◆ Written problem: Format the stretch of the records from the line containing "Please trace the outline of every instance of the stairwell" through the line containing "POLYGON ((34 478, 28" as a Markdown table with the columns Row and Line, giving each line a row number and omitting blank lines.

Contour labeling entries
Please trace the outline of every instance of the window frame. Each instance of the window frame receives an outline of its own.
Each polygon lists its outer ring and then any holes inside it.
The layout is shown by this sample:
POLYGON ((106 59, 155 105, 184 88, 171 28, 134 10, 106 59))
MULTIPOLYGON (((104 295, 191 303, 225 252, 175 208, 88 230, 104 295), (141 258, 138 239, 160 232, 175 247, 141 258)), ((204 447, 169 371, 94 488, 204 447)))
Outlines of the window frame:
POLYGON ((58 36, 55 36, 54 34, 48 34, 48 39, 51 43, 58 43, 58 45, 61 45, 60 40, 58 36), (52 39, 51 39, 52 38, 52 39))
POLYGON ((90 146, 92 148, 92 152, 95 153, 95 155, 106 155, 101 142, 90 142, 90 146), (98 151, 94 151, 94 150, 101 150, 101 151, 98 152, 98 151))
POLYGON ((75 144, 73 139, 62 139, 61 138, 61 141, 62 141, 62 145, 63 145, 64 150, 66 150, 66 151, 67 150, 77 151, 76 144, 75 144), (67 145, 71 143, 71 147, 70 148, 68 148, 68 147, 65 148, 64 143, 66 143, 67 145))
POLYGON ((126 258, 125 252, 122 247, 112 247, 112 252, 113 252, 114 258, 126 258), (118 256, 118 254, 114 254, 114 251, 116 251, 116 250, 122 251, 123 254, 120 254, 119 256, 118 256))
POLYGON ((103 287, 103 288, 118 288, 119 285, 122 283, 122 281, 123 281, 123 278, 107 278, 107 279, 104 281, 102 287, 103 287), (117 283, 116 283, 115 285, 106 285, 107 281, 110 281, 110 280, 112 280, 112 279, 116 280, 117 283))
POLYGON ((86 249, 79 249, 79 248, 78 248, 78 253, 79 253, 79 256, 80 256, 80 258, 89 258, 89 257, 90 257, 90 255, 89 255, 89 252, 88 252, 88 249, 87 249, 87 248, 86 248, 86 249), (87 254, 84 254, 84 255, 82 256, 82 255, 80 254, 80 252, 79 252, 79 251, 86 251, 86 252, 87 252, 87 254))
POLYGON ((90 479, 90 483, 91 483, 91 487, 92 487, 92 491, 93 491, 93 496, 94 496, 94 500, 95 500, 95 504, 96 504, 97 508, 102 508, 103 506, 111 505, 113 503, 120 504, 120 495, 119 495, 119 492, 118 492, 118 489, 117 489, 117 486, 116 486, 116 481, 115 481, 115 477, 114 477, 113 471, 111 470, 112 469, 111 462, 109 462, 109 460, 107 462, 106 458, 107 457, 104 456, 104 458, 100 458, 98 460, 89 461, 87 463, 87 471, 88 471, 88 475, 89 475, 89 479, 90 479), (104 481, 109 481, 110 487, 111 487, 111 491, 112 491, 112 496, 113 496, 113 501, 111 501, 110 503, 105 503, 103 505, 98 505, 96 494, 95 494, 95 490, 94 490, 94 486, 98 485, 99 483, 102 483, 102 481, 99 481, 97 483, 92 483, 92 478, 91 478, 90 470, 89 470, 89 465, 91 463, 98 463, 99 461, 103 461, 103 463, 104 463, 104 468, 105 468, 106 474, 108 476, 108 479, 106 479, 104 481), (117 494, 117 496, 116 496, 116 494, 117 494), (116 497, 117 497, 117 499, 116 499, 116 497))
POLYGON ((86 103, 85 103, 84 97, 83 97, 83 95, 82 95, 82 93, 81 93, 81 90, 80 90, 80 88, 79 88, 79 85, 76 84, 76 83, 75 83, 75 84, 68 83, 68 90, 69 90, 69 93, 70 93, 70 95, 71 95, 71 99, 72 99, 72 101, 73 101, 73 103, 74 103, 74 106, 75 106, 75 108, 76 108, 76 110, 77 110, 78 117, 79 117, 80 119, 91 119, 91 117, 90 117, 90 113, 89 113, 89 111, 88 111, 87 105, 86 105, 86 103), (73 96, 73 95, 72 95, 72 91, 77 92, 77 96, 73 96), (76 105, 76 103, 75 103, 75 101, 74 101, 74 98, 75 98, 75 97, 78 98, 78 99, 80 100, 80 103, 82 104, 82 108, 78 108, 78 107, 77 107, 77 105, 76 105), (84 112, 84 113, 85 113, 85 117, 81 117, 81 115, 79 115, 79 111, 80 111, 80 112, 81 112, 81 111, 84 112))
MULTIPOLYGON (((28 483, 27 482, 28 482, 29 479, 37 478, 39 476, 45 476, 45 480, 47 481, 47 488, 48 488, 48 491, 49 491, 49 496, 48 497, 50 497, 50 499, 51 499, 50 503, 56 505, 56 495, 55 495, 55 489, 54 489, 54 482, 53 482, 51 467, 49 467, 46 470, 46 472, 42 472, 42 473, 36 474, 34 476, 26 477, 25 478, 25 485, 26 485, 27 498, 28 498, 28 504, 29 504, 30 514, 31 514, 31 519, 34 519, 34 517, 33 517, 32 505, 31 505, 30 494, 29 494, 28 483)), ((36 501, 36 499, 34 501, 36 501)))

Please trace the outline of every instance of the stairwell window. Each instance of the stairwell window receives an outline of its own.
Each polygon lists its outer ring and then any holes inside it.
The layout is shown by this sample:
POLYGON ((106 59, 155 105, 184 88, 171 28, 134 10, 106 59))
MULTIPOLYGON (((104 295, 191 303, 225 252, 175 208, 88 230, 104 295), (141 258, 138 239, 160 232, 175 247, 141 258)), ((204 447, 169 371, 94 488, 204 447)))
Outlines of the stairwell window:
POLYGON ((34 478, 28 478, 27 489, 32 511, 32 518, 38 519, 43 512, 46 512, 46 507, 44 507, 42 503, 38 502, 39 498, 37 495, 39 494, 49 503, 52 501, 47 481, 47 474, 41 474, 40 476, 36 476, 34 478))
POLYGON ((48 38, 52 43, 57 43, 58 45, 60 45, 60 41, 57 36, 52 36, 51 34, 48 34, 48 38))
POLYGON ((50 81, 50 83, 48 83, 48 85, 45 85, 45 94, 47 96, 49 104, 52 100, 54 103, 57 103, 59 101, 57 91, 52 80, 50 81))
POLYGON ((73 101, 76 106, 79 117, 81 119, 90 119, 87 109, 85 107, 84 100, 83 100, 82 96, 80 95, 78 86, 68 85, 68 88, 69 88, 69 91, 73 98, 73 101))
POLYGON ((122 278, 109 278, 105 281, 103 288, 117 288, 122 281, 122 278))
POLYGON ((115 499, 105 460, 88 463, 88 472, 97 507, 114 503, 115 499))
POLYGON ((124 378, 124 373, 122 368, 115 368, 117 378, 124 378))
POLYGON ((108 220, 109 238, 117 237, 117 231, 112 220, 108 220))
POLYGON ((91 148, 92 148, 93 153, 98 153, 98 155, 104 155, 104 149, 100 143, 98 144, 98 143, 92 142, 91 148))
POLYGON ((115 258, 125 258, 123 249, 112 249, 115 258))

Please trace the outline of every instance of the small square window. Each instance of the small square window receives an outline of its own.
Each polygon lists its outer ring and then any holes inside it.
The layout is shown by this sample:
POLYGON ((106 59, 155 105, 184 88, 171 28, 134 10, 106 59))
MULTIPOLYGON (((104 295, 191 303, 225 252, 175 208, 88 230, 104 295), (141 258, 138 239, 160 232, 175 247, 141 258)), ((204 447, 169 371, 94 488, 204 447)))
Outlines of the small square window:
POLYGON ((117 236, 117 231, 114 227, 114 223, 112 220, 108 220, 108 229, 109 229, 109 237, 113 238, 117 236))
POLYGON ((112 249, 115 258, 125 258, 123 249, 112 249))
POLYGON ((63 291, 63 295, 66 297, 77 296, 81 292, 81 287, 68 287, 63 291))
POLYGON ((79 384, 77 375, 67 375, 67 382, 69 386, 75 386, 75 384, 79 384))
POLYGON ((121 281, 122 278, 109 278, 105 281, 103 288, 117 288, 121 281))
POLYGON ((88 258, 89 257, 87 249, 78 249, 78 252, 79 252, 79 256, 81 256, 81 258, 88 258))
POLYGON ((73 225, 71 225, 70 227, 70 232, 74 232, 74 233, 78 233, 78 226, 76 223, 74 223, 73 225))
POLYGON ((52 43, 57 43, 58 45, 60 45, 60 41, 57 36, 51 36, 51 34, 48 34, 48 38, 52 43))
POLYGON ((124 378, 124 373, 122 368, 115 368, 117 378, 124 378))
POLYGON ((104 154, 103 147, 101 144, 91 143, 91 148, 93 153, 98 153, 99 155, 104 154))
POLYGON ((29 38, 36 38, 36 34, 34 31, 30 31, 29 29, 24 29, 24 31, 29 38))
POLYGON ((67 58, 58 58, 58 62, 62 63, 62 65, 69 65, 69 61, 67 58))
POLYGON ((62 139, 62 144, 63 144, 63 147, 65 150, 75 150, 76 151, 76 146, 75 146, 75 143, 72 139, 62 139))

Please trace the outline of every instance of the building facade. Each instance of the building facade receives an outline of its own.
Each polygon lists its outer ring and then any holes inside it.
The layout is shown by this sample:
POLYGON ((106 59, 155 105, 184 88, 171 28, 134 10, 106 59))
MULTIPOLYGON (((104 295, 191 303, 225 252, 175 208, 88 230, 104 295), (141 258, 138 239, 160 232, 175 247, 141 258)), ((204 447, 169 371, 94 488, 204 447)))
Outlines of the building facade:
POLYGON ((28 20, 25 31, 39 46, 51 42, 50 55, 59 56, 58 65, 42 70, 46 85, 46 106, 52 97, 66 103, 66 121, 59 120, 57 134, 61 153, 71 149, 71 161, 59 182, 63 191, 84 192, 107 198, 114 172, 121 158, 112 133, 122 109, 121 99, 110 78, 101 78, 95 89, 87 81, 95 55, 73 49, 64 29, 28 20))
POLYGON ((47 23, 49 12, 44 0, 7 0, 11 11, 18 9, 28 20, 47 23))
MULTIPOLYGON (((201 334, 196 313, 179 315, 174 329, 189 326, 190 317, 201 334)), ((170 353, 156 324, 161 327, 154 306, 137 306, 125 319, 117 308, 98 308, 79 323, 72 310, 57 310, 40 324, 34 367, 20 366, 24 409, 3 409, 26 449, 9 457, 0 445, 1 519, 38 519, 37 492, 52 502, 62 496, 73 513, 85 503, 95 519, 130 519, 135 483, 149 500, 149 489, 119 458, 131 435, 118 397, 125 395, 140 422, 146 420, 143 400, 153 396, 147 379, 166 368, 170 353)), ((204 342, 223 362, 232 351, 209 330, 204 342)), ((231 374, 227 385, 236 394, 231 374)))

◆ The solution:
| Row | Line |
|---|---|
| 1 | Please trace the outline of every instance of the stairwell window. Each instance of the stairwell window receives an outline of its own. |
| 2 | Each polygon lists its outer ring and then any holes inside it. |
| 3 | The layout is shown by this sample: |
| 4 | POLYGON ((106 59, 155 105, 184 88, 171 28, 134 10, 106 59)) |
| 5 | MULTIPOLYGON (((104 295, 191 303, 225 252, 175 208, 88 230, 104 295), (141 258, 138 239, 160 232, 175 247, 141 258)), ((204 447, 169 371, 94 488, 204 447))) |
| 6 | Outlines of the stairwell window: |
| 7 | POLYGON ((34 478, 28 478, 27 489, 32 511, 32 518, 38 519, 43 512, 46 512, 46 507, 44 507, 42 503, 38 502, 39 498, 37 495, 39 494, 49 503, 52 501, 47 481, 47 474, 41 474, 40 476, 36 476, 34 478)) |